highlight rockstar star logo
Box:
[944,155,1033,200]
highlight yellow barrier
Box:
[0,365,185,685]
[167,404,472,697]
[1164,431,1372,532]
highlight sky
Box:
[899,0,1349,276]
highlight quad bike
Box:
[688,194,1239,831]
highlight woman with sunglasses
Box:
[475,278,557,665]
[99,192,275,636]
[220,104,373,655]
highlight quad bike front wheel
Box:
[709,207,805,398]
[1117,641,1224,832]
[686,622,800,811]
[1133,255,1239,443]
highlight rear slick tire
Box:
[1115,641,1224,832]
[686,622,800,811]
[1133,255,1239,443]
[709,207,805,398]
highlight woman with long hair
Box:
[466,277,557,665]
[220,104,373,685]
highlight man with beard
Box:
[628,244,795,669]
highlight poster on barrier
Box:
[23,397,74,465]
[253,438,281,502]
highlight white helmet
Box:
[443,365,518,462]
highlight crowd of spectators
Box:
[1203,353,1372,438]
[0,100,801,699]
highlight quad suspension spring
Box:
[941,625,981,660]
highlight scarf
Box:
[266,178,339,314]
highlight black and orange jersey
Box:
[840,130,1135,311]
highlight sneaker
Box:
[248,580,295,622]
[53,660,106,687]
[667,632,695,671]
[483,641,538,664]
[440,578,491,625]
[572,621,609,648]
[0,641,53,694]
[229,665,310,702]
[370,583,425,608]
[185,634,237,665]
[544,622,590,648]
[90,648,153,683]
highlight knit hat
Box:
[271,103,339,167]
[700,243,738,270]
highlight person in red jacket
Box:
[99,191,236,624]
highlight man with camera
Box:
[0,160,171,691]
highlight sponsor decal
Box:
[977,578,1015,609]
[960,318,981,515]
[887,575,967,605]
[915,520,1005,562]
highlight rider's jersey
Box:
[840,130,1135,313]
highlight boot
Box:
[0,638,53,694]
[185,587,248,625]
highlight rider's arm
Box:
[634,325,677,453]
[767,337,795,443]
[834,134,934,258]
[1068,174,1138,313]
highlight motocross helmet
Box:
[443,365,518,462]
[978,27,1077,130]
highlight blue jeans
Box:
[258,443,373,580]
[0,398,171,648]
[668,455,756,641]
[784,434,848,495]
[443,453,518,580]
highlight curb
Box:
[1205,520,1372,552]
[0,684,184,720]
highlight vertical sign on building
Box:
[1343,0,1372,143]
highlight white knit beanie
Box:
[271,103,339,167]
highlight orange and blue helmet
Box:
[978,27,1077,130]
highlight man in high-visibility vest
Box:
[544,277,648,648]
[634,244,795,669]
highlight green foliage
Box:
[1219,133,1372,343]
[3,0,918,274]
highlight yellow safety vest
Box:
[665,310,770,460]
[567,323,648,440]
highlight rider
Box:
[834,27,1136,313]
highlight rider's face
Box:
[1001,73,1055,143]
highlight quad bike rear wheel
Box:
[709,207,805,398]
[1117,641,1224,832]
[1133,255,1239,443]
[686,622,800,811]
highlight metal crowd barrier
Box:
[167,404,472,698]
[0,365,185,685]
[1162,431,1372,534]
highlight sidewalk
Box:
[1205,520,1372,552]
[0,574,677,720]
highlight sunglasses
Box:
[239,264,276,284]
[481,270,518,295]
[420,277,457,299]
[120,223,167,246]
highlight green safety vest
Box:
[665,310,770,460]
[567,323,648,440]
= = = = =
→ Problem to solve: Copy every row above character for character, changing nothing and leaving nothing out.

→ Result for this task:
highlight rockstar star logo
Box:
[944,155,1033,200]
highlight yellow barrier
Box:
[0,365,185,685]
[167,404,472,697]
[1164,431,1372,532]
highlight sky
Box:
[899,0,1349,276]
highlight quad bike
Box:
[688,194,1239,831]
highlight woman with sunglasses
Box:
[475,278,557,665]
[99,192,275,636]
[220,104,373,655]
highlight quad bike front wheel
Box:
[709,207,805,398]
[1117,641,1224,832]
[686,622,800,811]
[1133,255,1239,443]
highlight rear slick tire
Box:
[1115,641,1224,832]
[686,622,800,811]
[1133,255,1239,443]
[709,207,805,398]
highlight woman with long hair
Box:
[466,277,557,665]
[220,104,373,685]
highlight man with beard
Box:
[628,244,795,669]
highlight poster on barrier
Box:
[23,397,74,465]
[253,438,281,502]
highlight white helmet
Box:
[443,365,518,462]
highlight crowd of spectators
Box:
[1203,353,1372,438]
[0,100,801,699]
highlight quad suspension spring
Box:
[941,625,981,660]
highlight scarf
Box:
[266,178,339,314]
highlight black and orange jersey
Box:
[840,130,1135,311]
highlight sneaker
Box:
[248,580,295,622]
[53,660,106,687]
[667,632,695,671]
[483,641,538,664]
[440,578,491,625]
[572,621,609,648]
[0,641,53,694]
[229,665,310,702]
[370,583,425,608]
[185,634,237,665]
[544,622,590,648]
[90,648,153,683]
highlight knit hat
Box:
[271,103,339,167]
[700,243,738,270]
highlight person in red jacket
Box:
[99,191,236,624]
highlight man with camera
Box:
[0,160,171,691]
highlight sponsor decal
Box:
[977,578,1015,609]
[960,318,981,515]
[887,575,967,605]
[915,520,1005,562]
highlight rider's jersey
Box:
[840,130,1135,313]
highlight boot
Box:
[0,638,53,694]
[185,587,248,625]
highlight rider's arm
Box:
[634,325,677,453]
[767,337,795,443]
[834,134,934,258]
[1068,174,1138,313]
highlight motocross helmet
Box:
[443,365,518,462]
[978,27,1077,130]
highlight blue jeans
Box:
[258,443,373,580]
[0,398,171,648]
[668,455,756,641]
[784,434,848,495]
[443,453,518,580]
highlight curb
Box:
[1205,520,1372,552]
[0,684,184,720]
highlight vertical sign on building
Box:
[1343,0,1372,143]
highlight white knit beanie
Box:
[271,103,339,167]
highlight orange and blue helmet
Box:
[978,27,1077,130]
highlight man in high-visibility vest
Box:
[544,277,648,648]
[634,244,795,669]
highlight green foliage
Box:
[1219,133,1372,343]
[3,0,918,274]
highlight yellow safety vest
Box:
[665,310,770,460]
[567,323,648,440]
highlight rider
Box:
[834,27,1136,313]
highlight rider's face
Box:
[1001,73,1055,143]
highlight quad bike rear wheel
Box:
[709,207,805,398]
[1117,641,1224,832]
[1133,255,1239,443]
[686,622,800,811]
highlight metal crowd barrier
Box:
[167,404,472,698]
[0,365,185,685]
[1162,431,1372,534]
highlight sidewalk
Box:
[1205,520,1372,552]
[0,574,677,720]
highlight sunglasses
Box:
[239,264,276,284]
[481,270,518,295]
[420,277,457,299]
[120,223,167,246]
highlight green safety vest
Box:
[665,310,770,460]
[567,323,648,440]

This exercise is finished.